──────── PROVIDED RECORDS

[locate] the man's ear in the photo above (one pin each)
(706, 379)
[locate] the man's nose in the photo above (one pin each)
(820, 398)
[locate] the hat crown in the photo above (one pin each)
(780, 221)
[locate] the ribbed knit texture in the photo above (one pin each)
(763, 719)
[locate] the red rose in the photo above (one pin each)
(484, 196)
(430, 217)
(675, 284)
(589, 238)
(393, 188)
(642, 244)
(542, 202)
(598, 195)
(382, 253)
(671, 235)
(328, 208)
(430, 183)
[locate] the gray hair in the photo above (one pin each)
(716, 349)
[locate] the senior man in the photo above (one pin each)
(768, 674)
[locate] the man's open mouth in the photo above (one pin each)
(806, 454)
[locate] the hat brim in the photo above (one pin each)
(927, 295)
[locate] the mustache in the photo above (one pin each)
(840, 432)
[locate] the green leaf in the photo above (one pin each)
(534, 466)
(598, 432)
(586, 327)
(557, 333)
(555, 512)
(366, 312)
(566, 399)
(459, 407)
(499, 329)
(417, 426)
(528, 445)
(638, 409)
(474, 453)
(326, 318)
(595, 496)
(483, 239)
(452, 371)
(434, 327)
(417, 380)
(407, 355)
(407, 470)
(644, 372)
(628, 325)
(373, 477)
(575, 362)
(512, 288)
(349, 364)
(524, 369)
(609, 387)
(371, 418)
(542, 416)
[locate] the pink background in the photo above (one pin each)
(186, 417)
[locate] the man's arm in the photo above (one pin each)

────────────────
──────── PROVIDED RECORDS

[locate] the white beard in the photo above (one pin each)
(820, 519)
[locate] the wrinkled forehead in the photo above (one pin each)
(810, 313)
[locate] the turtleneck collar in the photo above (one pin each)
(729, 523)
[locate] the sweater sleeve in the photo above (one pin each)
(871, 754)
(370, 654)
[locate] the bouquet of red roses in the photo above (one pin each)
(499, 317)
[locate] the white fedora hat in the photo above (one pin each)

────────────────
──────── PROVIDED RECORDS

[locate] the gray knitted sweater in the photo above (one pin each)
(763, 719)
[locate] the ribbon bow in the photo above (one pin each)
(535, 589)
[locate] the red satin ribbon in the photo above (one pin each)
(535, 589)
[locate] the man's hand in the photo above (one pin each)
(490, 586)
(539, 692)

────────────────

• TASK DETAILS:
Only the lines above starting with the one with "[locate] the wrinkled" and going through the one with "[locate] the white fedora" are to be copied, word for word and with both ends kept.

• RESPONSE:
[locate] the wrinkled forehead in the photo above (one pin each)
(810, 313)
[locate] the turtleneck collar in the photo above (one pin each)
(729, 523)
[locate] the sweater sleeve in the photo above (one pin each)
(871, 754)
(370, 654)
[locate] the bouquet of red roses in the photo above (one pin each)
(499, 317)
[locate] the white fedora hat in the photo above (one pin each)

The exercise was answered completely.